- Task to carry out
Write out each record a second time, exactly.

▼

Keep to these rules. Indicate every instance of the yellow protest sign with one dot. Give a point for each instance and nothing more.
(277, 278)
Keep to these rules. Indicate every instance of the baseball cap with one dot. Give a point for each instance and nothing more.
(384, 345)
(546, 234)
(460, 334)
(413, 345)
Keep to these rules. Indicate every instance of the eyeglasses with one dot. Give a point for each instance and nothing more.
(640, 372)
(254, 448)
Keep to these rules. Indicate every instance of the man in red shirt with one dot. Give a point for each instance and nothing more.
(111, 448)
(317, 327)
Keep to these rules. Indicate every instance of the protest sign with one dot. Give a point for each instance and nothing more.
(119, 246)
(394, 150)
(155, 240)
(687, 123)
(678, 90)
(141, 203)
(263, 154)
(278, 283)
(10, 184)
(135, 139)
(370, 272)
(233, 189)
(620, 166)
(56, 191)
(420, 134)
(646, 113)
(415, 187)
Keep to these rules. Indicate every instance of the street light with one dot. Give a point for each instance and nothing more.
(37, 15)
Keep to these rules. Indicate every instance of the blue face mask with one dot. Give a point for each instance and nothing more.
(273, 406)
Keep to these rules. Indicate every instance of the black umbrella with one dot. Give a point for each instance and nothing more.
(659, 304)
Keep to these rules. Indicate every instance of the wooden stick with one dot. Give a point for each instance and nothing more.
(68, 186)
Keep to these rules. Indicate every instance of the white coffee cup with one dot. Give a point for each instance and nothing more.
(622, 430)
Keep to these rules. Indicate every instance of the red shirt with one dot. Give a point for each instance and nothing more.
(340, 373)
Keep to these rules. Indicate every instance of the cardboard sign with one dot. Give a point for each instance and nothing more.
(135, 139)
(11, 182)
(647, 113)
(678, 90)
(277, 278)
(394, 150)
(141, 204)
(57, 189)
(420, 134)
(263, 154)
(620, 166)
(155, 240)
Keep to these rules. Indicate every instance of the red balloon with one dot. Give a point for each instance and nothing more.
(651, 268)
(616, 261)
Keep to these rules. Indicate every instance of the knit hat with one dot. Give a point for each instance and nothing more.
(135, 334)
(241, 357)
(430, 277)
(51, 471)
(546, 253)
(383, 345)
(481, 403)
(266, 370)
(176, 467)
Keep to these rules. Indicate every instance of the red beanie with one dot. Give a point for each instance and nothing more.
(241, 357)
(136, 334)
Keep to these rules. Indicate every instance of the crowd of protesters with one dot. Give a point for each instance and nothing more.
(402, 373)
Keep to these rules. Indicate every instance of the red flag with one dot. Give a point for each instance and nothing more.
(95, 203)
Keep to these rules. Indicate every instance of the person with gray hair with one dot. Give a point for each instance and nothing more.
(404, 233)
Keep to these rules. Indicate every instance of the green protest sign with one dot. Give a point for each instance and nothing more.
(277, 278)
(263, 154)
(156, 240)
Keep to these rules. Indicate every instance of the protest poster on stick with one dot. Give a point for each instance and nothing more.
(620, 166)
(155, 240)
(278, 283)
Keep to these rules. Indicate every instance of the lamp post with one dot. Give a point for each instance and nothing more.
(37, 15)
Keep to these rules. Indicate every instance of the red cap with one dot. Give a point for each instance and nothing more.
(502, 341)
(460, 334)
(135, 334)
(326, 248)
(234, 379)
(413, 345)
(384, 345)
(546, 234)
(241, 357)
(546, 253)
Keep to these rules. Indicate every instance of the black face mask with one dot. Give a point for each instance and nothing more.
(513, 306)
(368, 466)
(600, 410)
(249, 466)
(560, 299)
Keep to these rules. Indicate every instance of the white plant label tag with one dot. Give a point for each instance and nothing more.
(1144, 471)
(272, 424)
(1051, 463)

▲

- Problem solution
Keep to these rules. Indicate every instance of the yellow protest sign with one dot. Give a point for each instance and nothing more.
(277, 278)
Keep to these rules. Indicate every instance of the baseball cap with one dot. Give a point for each instance and nothing more.
(384, 345)
(546, 234)
(460, 334)
(413, 345)
Keep to these rules. Indicate every instance of the eyeglasses with one dot. Give a point for each instance and nothing more.
(640, 372)
(254, 448)
Keep to these rules. Indicate every instance of the man in red shirt with one dot. Give a point for each instance and nothing more.
(111, 448)
(317, 327)
Keep to these rules. Indicate every instance of the protest sign with one dot. Give a point for each instance and nothing more.
(119, 246)
(394, 150)
(155, 240)
(687, 123)
(678, 90)
(141, 203)
(263, 154)
(278, 283)
(10, 184)
(135, 139)
(370, 272)
(233, 189)
(620, 166)
(56, 191)
(420, 134)
(646, 113)
(415, 187)
Keep to these rules. Indicate every instance of the street light with one dot. Give a point for each instance and nothing more.
(37, 15)
Keep to these rules. Indicate every instance of the blue face mask with one dot. Give a point for each instance and nothing more.
(273, 406)
Keep to these rules. Indicate every instance of the black umbrella with one dot. Give a point for each instance and nothing more.
(659, 304)
Keep to these rules. Indicate every instance of the wooden stick with one dot. Give a point for each instance and nothing more.
(68, 186)
Keep to these rules. Indicate every instance of the white coffee cup with one dot. Give a point for each instance and nothing more.
(622, 430)
Keep to these rules. Indicate every instance of the red shirt with one dot. Give a point for each instance and nothing more.
(340, 373)
Keep to these rules. Indicate every instance of the cardboard sign with one dot. Give a point for each instance and nothing more.
(135, 139)
(11, 182)
(647, 113)
(678, 90)
(277, 278)
(394, 150)
(141, 204)
(57, 189)
(420, 134)
(263, 154)
(620, 166)
(155, 240)
Keep to these rules. Indicate every instance of the red balloon with one dot. Give a point for each instance and nothing more.
(651, 268)
(616, 261)
Keep to these rules. Indicate every instance of the knit hat with one dot. Give a point for each instance and nothing more.
(135, 334)
(241, 357)
(430, 277)
(51, 471)
(546, 253)
(383, 345)
(481, 403)
(266, 370)
(176, 467)
Keep to these rules. Indicate every instance of the red beanie with one dot. Give a point for each instance and nothing more.
(241, 357)
(136, 334)
Keep to these rules. Indicate every instance of the crowd of protesters with one dot. Give a point for each instance and nothing more.
(402, 373)
Keep to these rules. Indicate every instance of the red flag with one dot. Give a point for each instance and nothing more.
(95, 203)
Keep to these rules. Indicate every instance of the person with gray hair with one dot. Give a point for each instance and nothing more.
(404, 233)
Keep to these rules. Indicate every instance of the green protest sign with one dot. Give a point for each instance and nothing more.
(277, 278)
(263, 154)
(156, 240)
Keep to these rules. Indicate every instance of the protest poster on stick with one dot. Give a point for each instance and nothing more.
(620, 166)
(155, 240)
(278, 283)
Keep to these rules. Indicate every instance of the lamp post with one dot. Give a point for each instance and nothing more.
(37, 15)
Keep to these rules. Indicate every instance of the red cap with one dot. Give a point for each instance and nothing more.
(502, 341)
(460, 334)
(135, 334)
(326, 248)
(234, 379)
(413, 345)
(384, 345)
(546, 234)
(241, 357)
(546, 253)
Keep to these rules. Indicate every instance of the black face mask with one dot. Give a point for each instance and nothing more.
(513, 306)
(368, 466)
(600, 410)
(249, 466)
(560, 299)
Keep to these rules. Indicate every instance of the white plant label tag with one dot. Give a point for each instance and nothing more.
(1144, 471)
(272, 424)
(1051, 463)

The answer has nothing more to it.